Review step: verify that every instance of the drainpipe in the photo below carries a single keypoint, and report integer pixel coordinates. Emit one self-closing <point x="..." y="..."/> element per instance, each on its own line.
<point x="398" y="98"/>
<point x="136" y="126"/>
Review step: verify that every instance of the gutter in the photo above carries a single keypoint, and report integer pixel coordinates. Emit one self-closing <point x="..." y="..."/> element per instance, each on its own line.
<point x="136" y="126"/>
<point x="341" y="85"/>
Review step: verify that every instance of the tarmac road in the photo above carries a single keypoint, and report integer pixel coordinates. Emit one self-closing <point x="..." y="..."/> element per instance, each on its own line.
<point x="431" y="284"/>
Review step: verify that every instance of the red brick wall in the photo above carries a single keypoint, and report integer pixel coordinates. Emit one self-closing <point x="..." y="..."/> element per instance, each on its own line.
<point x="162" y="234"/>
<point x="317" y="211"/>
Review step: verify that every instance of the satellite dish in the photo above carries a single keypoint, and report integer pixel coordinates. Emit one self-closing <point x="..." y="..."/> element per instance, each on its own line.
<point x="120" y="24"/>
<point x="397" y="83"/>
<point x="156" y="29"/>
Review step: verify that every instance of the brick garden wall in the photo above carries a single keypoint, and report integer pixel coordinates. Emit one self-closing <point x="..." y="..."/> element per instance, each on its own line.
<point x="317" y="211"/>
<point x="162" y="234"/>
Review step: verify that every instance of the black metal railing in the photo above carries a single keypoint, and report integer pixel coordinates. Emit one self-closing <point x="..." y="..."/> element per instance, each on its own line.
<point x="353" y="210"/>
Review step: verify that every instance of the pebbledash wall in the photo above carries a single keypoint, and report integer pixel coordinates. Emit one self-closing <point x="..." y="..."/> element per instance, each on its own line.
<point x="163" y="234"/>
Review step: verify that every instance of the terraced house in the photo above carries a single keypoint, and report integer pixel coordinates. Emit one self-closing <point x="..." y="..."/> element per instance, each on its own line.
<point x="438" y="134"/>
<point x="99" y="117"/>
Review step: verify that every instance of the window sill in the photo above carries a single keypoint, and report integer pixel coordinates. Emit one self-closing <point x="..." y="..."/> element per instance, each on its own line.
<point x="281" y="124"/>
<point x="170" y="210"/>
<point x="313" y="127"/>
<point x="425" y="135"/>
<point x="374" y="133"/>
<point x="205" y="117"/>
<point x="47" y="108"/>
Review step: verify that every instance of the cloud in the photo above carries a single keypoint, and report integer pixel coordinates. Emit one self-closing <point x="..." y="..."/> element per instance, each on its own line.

Written request ->
Edit every one of the entries above so that "keypoint" becomes "marker", and leave everything else in them unchanged.

Response to this exercise ->
Review step: verify that every instance of the drainpipe in the photo below carries a single marker, and report integer pixel coordinates. Emit one self-closing <point x="..." y="..."/> element per instance, each on its own line.
<point x="398" y="98"/>
<point x="136" y="126"/>
Review step: verify that every instance of the gutter in the photo above carries a single marker, and report integer pixel coordinates. Emit one self-closing <point x="..." y="..."/> element per instance, each on its own line.
<point x="136" y="126"/>
<point x="341" y="85"/>
Review step: verify that every instance of the tarmac road in the photo above carries a single marker, and report integer pixel coordinates. Emit one self-closing <point x="..." y="..."/> element per instance, each on its own line.
<point x="431" y="284"/>
Review step: verify that every instance of the red brick wall in the photo above carries a single marker, and report integer pixel coordinates. Emit one self-closing <point x="..." y="..."/> element per instance, each on its own line.
<point x="162" y="234"/>
<point x="317" y="211"/>
Review step: verify that every instance of the satellite dish in the photo above carries a single marker, and report integer pixel coordinates. Emit one self-closing <point x="..." y="..."/> element per instance, each on its own line.
<point x="120" y="24"/>
<point x="397" y="83"/>
<point x="156" y="29"/>
Review step: verify that every instance of the brick garden wall in the photo above carries a single marker, and report integer pixel coordinates. Emit one self-closing <point x="..." y="..."/> element per instance, each on its own line.
<point x="317" y="211"/>
<point x="162" y="234"/>
Review step: verify that every instance of the black metal railing in the photo above carries a single marker, and report integer pixel coordinates. Emit one self-closing <point x="..." y="..."/> element per instance, each on its own line.
<point x="353" y="210"/>
Review step: verify that every instance of the pebbledash wall in the photo above carries a single marker, and report integer pixel coordinates. Emit one self-closing <point x="..." y="..."/> element per instance, each on its own line.
<point x="163" y="234"/>
Review step: verify that every instance of the terraced house in the photo above carries a single marker, and report integer pixel coordinates. Emit one self-closing <point x="..." y="..."/> element per instance, each on its own line.
<point x="438" y="134"/>
<point x="99" y="117"/>
Review step: verify that every instance of the window sill in the photo above carries a single marker, and report integer pixel coordinates. Emit one self-closing <point x="..." y="..."/> element per instance, each on its own line.
<point x="281" y="124"/>
<point x="170" y="210"/>
<point x="313" y="127"/>
<point x="425" y="135"/>
<point x="374" y="133"/>
<point x="205" y="117"/>
<point x="47" y="108"/>
Review step: verify that every instance of the cloud in the photo above carries a single marker, and report integer pixel coordinates. Emit one self-closing <point x="..." y="..."/> element per instance, each on its own line.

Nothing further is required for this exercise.